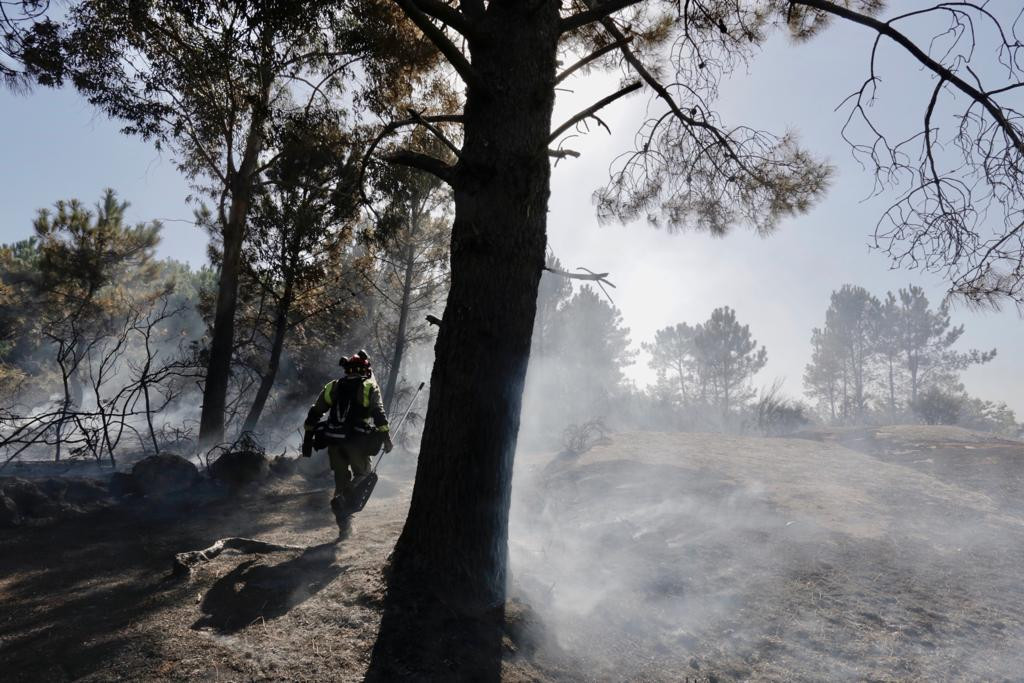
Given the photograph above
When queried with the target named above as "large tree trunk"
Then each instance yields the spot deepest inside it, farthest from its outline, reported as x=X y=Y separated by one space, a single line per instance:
x=399 y=338
x=448 y=574
x=218 y=372
x=273 y=363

######

Update all the lines above so that "large tree trunk" becomes "fallen log" and nothing else changes. Leave the pictures out.

Given the photograph above
When queried with the target named above as "fallen log"
Then each instance yields the spot deepest inside it, farthest from its outline, reported as x=X y=Y separated by one space, a single line per instance:
x=399 y=338
x=448 y=574
x=218 y=372
x=273 y=363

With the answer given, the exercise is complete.